■ **Texte à examiner**:

──────

Un foyer qui d’ailleurs n’aura pas – espérons-le ! – l’incandescence d’une braise dans ce pays de Léopold Sédar Senghor qui, dans sa vaste connaissance de l’histoire et la culture du Sénégal, qui fonctionne dans ses poèmes et ses essais, flétrit avec raffinement la toxicité de «l’entre soi» dans une République, contraire à l’art de vivre propre à «l’homo senegalensis».
Comme ses prédécesseurs qui ont joué chacun sa partition et selon son tempérament, à la consolidation d’une Nation sénégalaise, «unie et indivisible» et qui «le restera», il y a dans le message du 3 avril du président de la République, Macky Sall, des vérités qui doivent border nos convictions et ambitions, nous tous, convoiteurs d’une fraternité tissée par des liens de sang confondus : œuvrer pour un Sénégal «de pluralisme intégrateur, un pays de paix et de convivialité entre toutes ses composantes, un pays de téranga qui accueille et protège tous ses hôtes sans exclusive».

Interroger la rage de la jeunesse
Pour le reste, aussi bien dans son message du 8 mars que celui de la veille de la célébration de la fête de l’indépendance le 4 avril, le président de la République a choisi de parler aux jeunes. Non seulement de les entendre, mais mieux, de les écouter. Non seulement d’interroger leur rage face aux craintes de l’avenir, mais de prendre concrètement une batterie de mesures pour répondre à leurs difficultés d’emploi et d’insertion sociale d’où «s’originent» leur mal-vivre, leurs angoisses, leur furie et leur fureur.

──────

■ **Données répertoriées**:
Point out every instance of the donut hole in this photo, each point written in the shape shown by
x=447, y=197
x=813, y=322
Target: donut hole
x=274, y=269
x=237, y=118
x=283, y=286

──────

■ **Consigne**: Reprenez le texte consacré aux messages du président Macky Sall à la jeunesse sénégalaise et poursuivez-le à la suite de sa dernière phrase. Les données ci-dessus n'interviennent nullement dans cet exercice.

■ **Résultat de l'exercice**:
Autant de facteurs et de raisons qui ont trouvé comme terreau fertile les malheureux événements du début du mois de mars. Des événements qui ont servi d’exutoire à un orage de frustrations et de peurs enfouies. Un orage réveillé par une nuée de durs effets socio-économiques consécutifs à une pénible pandémie qui continue de tournebouler et de tourmenter tous les pouvoirs à travers le monde.
C’est ainsi la meilleure manière de ne pas rester aveugle et sourd aux angoisses existentielles de la jeunesse. Une réponse responsable pour déconstruire les tentatives de radicalisation des jeunes par des sergents-recruteurs de la désespérance. Les tentations de thèses pour donner droit de cité dans les esprits à des partitions ethniques, des factures culturelles, cultuelles, régionalistes et autres particularismes potentiellement explosifs pour des valeurs qui ont toujours fermenté et alimenté «notre commun vouloir de vie commune», qui «constituent notre soupape de sécurité individuelle et collective» et «gouvernent notre démocratie, l’Etat de droit et la République».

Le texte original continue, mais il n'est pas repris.